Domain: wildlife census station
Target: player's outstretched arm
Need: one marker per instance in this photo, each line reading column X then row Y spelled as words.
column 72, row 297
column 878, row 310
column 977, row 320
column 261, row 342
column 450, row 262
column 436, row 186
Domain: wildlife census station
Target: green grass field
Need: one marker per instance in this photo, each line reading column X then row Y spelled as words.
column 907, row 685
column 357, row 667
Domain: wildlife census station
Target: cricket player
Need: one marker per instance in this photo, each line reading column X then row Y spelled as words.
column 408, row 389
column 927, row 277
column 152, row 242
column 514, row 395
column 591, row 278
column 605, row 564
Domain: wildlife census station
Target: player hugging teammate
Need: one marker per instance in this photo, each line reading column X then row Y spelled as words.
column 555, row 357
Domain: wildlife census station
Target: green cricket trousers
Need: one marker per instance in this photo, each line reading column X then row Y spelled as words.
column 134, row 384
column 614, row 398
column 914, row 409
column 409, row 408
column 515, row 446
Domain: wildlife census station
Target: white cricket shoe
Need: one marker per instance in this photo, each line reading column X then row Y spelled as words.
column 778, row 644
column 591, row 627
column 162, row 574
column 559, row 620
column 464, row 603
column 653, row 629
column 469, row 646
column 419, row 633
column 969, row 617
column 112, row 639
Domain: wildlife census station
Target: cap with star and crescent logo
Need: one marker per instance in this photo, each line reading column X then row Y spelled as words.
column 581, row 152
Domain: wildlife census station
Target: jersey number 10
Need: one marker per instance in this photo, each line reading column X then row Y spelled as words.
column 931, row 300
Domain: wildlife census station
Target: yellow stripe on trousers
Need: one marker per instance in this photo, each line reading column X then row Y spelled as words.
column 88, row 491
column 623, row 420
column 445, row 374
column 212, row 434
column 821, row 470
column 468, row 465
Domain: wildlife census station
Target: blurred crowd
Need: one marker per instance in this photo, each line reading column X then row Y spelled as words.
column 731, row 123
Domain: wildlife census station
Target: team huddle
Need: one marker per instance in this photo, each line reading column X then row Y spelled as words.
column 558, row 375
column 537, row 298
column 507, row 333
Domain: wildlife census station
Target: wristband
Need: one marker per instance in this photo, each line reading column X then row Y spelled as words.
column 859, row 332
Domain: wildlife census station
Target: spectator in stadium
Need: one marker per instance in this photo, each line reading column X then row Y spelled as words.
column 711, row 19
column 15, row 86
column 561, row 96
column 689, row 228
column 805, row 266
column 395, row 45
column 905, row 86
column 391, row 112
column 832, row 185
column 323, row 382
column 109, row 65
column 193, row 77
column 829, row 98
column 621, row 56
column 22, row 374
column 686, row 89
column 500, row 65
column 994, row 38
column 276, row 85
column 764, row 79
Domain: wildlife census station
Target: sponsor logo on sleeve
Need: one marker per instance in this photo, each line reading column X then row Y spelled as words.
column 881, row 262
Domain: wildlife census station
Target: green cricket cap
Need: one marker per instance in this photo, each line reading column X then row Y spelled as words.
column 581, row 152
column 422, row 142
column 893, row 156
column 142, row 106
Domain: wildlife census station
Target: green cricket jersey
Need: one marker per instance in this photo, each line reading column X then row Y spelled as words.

To do
Turn every line of the data above into a numbered list, leaving out any blank lines.

Finished task
1. Domain: wildlife census station
2. Target: player's outstretched arm
3. Need: one marker per instance in this photo, each line reading column X then row Y spelled as words.
4. column 72, row 297
5. column 878, row 310
6. column 977, row 320
7. column 261, row 342
8. column 450, row 262
9. column 436, row 186
10. Domain: wildlife census station
11. Target: green grass field
12. Need: one marker per instance in this photo, each line reading column X then row Y spelled as words.
13. column 907, row 685
14. column 357, row 667
15. Domain: wildlife census station
16. Target: cricket player
17. Need: one marker per instance in this photo, each line reading column X then row Y spelled as words.
18. column 408, row 389
19. column 927, row 277
20. column 152, row 242
21. column 514, row 395
22. column 591, row 278
23. column 605, row 564
24. Domain: wildlife census station
25. Target: player hugging teammate
26. Need: one marker per instance in this photo, each line reading column X then row Y spelled as words.
27. column 555, row 357
28. Domain: wildlife census station
29. Target: green cricket trousers
30. Need: one marker per instance in this photo, each line reading column X then row Y spelled as words.
31. column 134, row 384
32. column 614, row 398
33. column 914, row 409
34. column 409, row 408
35. column 515, row 446
36. Domain: wildlife census station
37. Target: white cricket shoe
38. Need: one marker per instance in this photo, each line reading column X then row Y spelled as words.
39. column 778, row 644
40. column 591, row 627
41. column 162, row 574
42. column 559, row 620
43. column 464, row 603
44. column 653, row 629
45. column 469, row 646
46. column 419, row 633
47. column 969, row 617
48. column 112, row 639
49. Domain: wildlife census station
50. Target: cap with star and crescent logo
51. Need: one marker per instance in this photo, each line reading column X then row Y spelled as words.
52. column 581, row 152
53. Domain: wildlife census station
54. Target: jersey number 10
55. Need: one marker per instance in this photo, each line reading column X then row Y spelled as words.
56. column 931, row 300
57. Domain: wildlife census station
58. Target: yellow stripe on trousers
59. Need: one marker per instance in this photo, each line reading column X then row Y spelled as words.
60. column 88, row 491
61. column 623, row 420
62. column 445, row 374
63. column 212, row 434
64. column 821, row 470
65. column 468, row 465
66. Domain: wildlife census station
67. Target: blurred crowd
68. Need: one marker per instance in this photo, each line reading column X then row Y spelled as words.
69. column 731, row 123
70. Domain: wildlife census station
71. Target: team huddle
72. Need: one marker per instance in this photo, each line reading column X then row Y spelled as words.
73. column 558, row 375
74. column 537, row 298
75. column 507, row 333
76. Domain: wildlife census station
77. Target: wristband
78. Need: one marker per instance in this photo, each line reading column X then row Y spelled as words.
79. column 859, row 332
80. Domain: wildlife census station
81. Target: spectator in stadium
82. Need: one marker per instance in this photo, each line reading column X then row Y spelled as words.
83. column 711, row 19
84. column 15, row 86
85. column 561, row 96
86. column 689, row 228
87. column 805, row 266
88. column 395, row 45
89. column 905, row 86
90. column 391, row 112
91. column 832, row 185
92. column 323, row 382
93. column 109, row 65
94. column 193, row 77
95. column 829, row 98
96. column 621, row 56
97. column 22, row 374
98. column 686, row 89
99. column 500, row 65
100. column 994, row 38
101. column 276, row 85
102. column 764, row 79
103. Domain: wildlife census station
104. Target: sponsor logo on sleeve
105. Need: one marker per instance in this photo, each line reading column X then row Y spelled as words.
106. column 881, row 262
107. Domain: wildlife census station
108. Target: green cricket cap
109. Need: one marker per instance in this photo, each line reading column X then row Y spelled as words.
110. column 581, row 152
111. column 422, row 142
112. column 893, row 156
113. column 142, row 106
114. Domain: wildlife census station
115. Target: green cricket jersey
116. Need: one marker per instance in this photo, each line reading column X then row Y spelled as words.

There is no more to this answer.